**Lines of data:**

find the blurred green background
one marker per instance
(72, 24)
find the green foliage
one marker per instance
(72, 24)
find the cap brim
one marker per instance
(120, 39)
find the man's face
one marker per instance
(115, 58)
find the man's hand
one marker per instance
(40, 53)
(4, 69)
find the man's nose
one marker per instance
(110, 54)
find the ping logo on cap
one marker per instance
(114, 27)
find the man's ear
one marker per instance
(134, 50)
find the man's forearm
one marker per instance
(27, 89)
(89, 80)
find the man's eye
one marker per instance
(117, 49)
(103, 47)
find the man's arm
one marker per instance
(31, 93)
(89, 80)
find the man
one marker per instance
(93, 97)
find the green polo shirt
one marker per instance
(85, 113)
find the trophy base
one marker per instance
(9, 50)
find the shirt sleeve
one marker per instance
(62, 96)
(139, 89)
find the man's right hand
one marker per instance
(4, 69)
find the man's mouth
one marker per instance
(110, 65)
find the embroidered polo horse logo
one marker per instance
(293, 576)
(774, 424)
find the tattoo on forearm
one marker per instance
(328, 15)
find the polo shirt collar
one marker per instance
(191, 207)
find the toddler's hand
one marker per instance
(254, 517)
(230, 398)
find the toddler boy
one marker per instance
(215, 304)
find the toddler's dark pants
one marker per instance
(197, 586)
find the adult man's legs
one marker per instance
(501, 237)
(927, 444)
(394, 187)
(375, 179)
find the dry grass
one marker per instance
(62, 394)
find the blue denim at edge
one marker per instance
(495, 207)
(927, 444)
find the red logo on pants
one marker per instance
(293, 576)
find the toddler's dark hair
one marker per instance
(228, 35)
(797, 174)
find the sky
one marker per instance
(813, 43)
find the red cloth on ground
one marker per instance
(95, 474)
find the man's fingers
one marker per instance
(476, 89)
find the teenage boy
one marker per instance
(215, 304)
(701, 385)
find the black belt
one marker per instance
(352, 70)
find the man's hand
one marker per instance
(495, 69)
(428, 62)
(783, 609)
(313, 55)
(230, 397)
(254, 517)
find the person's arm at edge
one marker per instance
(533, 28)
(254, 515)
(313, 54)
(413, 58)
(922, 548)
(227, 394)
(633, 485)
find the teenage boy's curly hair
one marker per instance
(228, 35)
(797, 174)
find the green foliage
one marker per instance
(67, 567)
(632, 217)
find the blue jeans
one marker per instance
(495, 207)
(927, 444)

**What is required:** Copy out the material above line for line, with nothing changed.

**Result of the task:**
find the blurred green background
one marker per instance
(72, 24)
find the green foliage
one marker per instance
(72, 24)
find the cap brim
one marker per instance
(120, 39)
find the man's face
one marker per instance
(115, 58)
find the man's hand
one marker per instance
(40, 53)
(4, 69)
find the man's nose
one marker per instance
(110, 54)
find the ping logo on cap
one marker per instance
(114, 27)
find the man's ear
one marker per instance
(134, 50)
find the man's forearm
one marker per instance
(27, 89)
(89, 80)
find the man's eye
one marker per instance
(117, 49)
(103, 47)
find the man's arm
one marker per instance
(31, 93)
(89, 80)
find the man
one marker per instance
(93, 97)
find the green polo shirt
one marker per instance
(85, 113)
find the trophy base
one marker per instance
(9, 50)
find the shirt sleeve
one marker per instance
(62, 96)
(139, 89)
find the man's right hand
one marker per instance
(4, 69)
find the man's mouth
one marker per instance
(110, 65)
find the embroidered polo horse logo
one marker per instance
(293, 576)
(774, 424)
find the tattoo on forearm
one marker per instance
(328, 15)
find the polo shirt collar
one marker per instance
(191, 207)
find the toddler's hand
one marker per instance
(254, 517)
(230, 398)
find the toddler boy
one marker per instance
(215, 304)
find the toddler's dark pants
one marker per instance
(197, 586)
find the adult man's legs
one marker per instance
(501, 237)
(927, 444)
(394, 187)
(375, 179)
find the dry grass
one marker per instance
(62, 394)
find the blue denim at edge
one marker per instance
(495, 207)
(927, 444)
find the red logo on pants
one marker per instance
(293, 576)
find the toddler's dark hair
one marker per instance
(228, 35)
(797, 174)
find the sky
one marker per instance
(813, 43)
find the red cloth on ground
one marker per instance
(95, 474)
find the man's fingers
one marker per instance
(476, 89)
find the teenage boy
one marker per instance
(215, 304)
(701, 385)
find the black belt
one marker per instance
(352, 70)
find the man's hand
one marker per instance
(495, 69)
(428, 62)
(783, 609)
(313, 55)
(230, 397)
(254, 517)
find the person's arm at edge
one marker per instance
(533, 28)
(254, 515)
(313, 54)
(413, 58)
(922, 548)
(227, 394)
(633, 485)
find the teenage boy's curly hair
one marker per instance
(228, 35)
(797, 174)
find the green foliage
one marker per instance
(67, 567)
(632, 217)
find the blue jeans
one marker per instance
(495, 207)
(927, 444)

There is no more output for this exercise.